So, all digital initiatives should consider how DX affects people in an organization and address risks associated with them. A DX project simply cannot succeed without input and support from key workers and players on all organizational levels--especially company leaders.
Risk #1: Leadership
According to Jay Ferro, an innovative technology leader, the dynamics of a digital transformation are similar to any big change management program or change management philosophy. They require bold, determined, and consistent leadership in order to achieve success.
Without effective leadership as a driving force, a DX project can fall prey to discordance and disorganization and quickly fall apart, wasting considerable time, money, and resources.
Since DX impacts every part of an organization, its CEO tends to be the ideal DX champion. Increasingly, though, CIOs or chief digital officers (CDOs) are taking up the task since DX relies so heavily on information technology (IT). The responsibility to champion and organize the resources and investments that DX requires falls on these individuals. And putting together a dedicated internal DX task force of key players and stakeholders throughout a process organization is part of that task. This task force is ultimately responsible for steering DX initiatives toward strategic goals.
DX requires an organization to challenge its culture, common practices, and mindset, which are products of leadership working styles and communication. Therefore, it falls upon leaders at all organizational levels to recognize the need for change. They must advocate the importance and benefits of change throughout their organization and come up with a strategy to address change resistance.
Risk #2: Risistance to Change
While not necessarily everyone is affected, a percentage of an organization’s workforce will be facing a change in their day-to-day working pattern due to digital transformation. Shop-floor workers and other employees comfortable following historical practices on the job will only produce incremental results in improving old work processes. DX requires new work processes throughout an organization. This can result in strong resistance to change, especially among departments hesitant to share knowledge or collaborate and workers worried about how transformation will affect their jobs.
Resistance to and anxiety over change are understandable. Digitalization and DX are complex, ambiguous, strategic, and operational—a consuming challenge from start to finish. Once leaders recognize the need for change in organizational culture and mindset, they must look for key players able to meet the challenge and become change agents or champions.
These change champions must inspire and connect people across departments to introduce cross-functional collaboration to an organization. Together, with C-level support, organizations should incorporate programs to assess and develop technology, leadership, and change management skills. Often a small but carefully curated team with cross-functional experience and a dedicated focus on DX is created first.
However, as key players remove boundaries between departments and people, they may face another challenge: unlocking tribal knowledge, without which unification efforts might ultimately fail to produce a productive work environment for DX to succeed.
Risk #3: Tribal knowledge
It is impossible for any one individual to know the way around all industrial work processes and technologies an industrial, process-driven organization puts to use or intends to put to use through DX. Knowledge gaps between departments—particularly between the IT and operational technology (OT) spaces—can set up barriers in departmental, people, and process unification.

· · ·

◆ TO BE DONE
- 1) Which executive roles does the passage on digital transformation risks name as potential DX champions?
- 2) Translate this sentence from the passage on digital transformation risks into Spanish: "Resistance to and anxiety over change are understandable."
- 3) Write the next few sentences of the passage on digital transformation risks, picking up after its final sentence.

· · ·

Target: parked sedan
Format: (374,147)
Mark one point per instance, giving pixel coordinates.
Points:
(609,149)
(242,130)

· · ·

◆ THE RESULTS
- 1)
- CEO
- CIOs
- chief digital officers (CDOs)

- 2) La resistencia al cambio y la ansiedad ante él son comprensibles.

- 3)
“Tribal knowledge” refers to the knowledge locked away in siloed departments and shared only between learned groups of people, often subject-matter experts. And it is frequently a challenge for process manufacturers, which need departments, people, and processes to work together using open, accessible, and comprehensible information.
One solution is to invest in digital/IT training and fluency for workers in the OT space and OT training and fluency for those in the IT space prior to the digitalization phase of DX. Preemptive cross-functional training and education can prevent considerable confusion between people as they start to work with applications outside of their regular areas of expertise.
Risk #4: Talent loss
On the whole, process industries are at risk of losing a skilled aging workforce to retirement, which spells trouble for current and future process manufacturers. A report from the Society for Human Resource Management, “Preparing for an Aging Workforce: Manufacturing Industry Toolkit,” states that a chief industry challenge is attracting new talent to alleviate "a slew" of anticipated retirements.
The report paraphrases a 2016 survey from Accenture for the American Chemistry Council. The survey found that 40% of executive respondents from North American chemical manufacturers could lose between 20 and 40% of their workforce to retirement within the next three to five years. Of these respondents, 86% stated that the retirement issue would affect profitability in the chemical industry. And finally, nearly half of respondents said that retirement is having an impact on cost control, unplanned operational challenges, efficiency, and performance.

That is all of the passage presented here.